··· Source material ···

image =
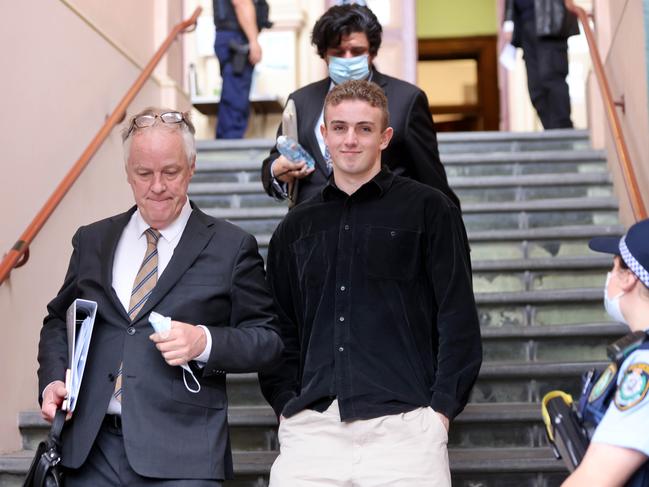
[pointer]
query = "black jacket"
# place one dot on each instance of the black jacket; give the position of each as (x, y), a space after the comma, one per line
(412, 151)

···

To be done: In every item, change "black jacket" to "navy jacket" and write the lines again with nothing else altered. Leave out the pictures.

Reply:
image =
[pointer]
query = "navy jacket"
# place one dot on each instance of the navy jacket; give the position of each as (x, y), a space after the comma, one per line
(412, 151)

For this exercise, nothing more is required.